* TUGAS *
A. Menurut berita tentang pembelaan Irjen Napoleon Bonaparte, mengapa penghapusan nama Djoko Tjandra dari sistem ECS bukan tanggung jawab Napoleon? Jelaskan dalam satu sampai tiga kalimat.
B. Lanjutkan berita tentang pembelaan Irjen Napoleon Bonaparte mulai dari kalimat terakhirnya.

JAKARTA - Terdakwa Irjen Napoleon Bonaparte menegaskan, penghapusan nama terpidana Joko Soegiarto Tjandra (Djoko Tjandra) dari sistem Enhanced Cekal System (ECS) merupakan kewenangan Menteri Hukum dan HAM (Menkumham), Yasonna H Laoly.
"Penghapusan nama Joko Soegiarto Tjandra dalam sistem ECS adalah kewenangan Menkumham RI atau Dirjen Imigrasi. Sehingga bukan tanggung jawab terdakwa (Napoleon) karena memang terdakwa (Napoleon) tidak memiliki kewenangan itu," ujar Napoleon saat membacakan nota pembelaanya dalam sidang lanjutan di Pengadilan Negeri Tipikor Jakarta Pusat, Senin (22/2/2021).
Atas dasar itu, kata Napoleon, penghapusan nama Djoko Tjandra dari ECS tidak bisa dilimpahkan begitu saja kepada Divisi Hubungan Internasional Polri.
"Tanggung jawab itu tidak bisa dilimpahkan kepada Divhubinter atau NCB Interpol Indonesia berdasarkan 3 surat NCB Interpol Indonesia tersebut," tegasnya.

* ENTRI DATA *
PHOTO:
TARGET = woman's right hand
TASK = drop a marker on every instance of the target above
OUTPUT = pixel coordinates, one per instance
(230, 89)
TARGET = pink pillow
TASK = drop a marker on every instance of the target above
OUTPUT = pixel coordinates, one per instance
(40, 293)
...
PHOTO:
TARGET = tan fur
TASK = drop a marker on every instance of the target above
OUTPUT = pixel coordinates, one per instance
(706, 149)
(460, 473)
--
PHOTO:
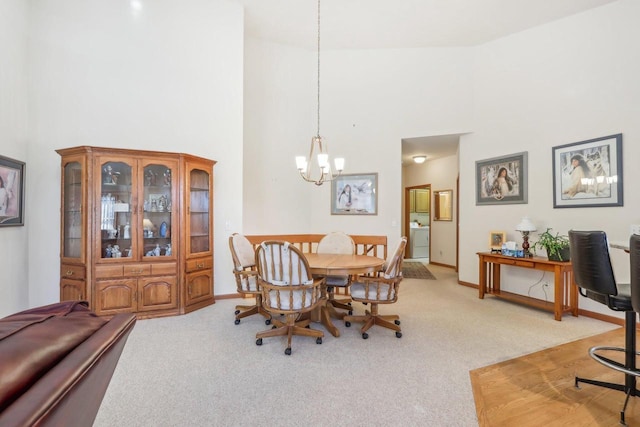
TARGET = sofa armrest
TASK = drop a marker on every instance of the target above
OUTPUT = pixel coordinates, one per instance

* HASIL LATIHAN *
A. Napoleon menyatakan bahwa penghapusan nama Djoko Tjandra dari sistem ECS merupakan kewenangan Menkumham RI atau Dirjen Imigrasi. Karena ia tidak memiliki kewenangan itu, hal tersebut bukan tanggung jawabnya.

B.
Diberitakan sebelumnya, Mantan Kepala Divisi Hubungan Internasional (Kadiv Hubinter) Polri, Irjen Napoleon Bonaparte dituntut tiga tahun penjara oleh Jaksa Penuntut Umum (JPU). Selain itu, jaksa juga menuntut Irjen Napoleon untuk membayar denda sebesar Rp100 juta subsidair 6 bulan kurungan.
JPU Kejaksaan Negeri Jakarta Selatan (Kejari Jaksel) meyakini, Irjen Napoleon terbukti secara sah bersalah karena menerima suap dari terpidana Joko Soegiarto Tjandra (Djoko Tjandra) melalui rekannya, Tommy Sumardi. Uang itu, berkaitan dengan upaya penghapusan nama Djoko Tjandra dari Daftar Pencarian Orang (DPO).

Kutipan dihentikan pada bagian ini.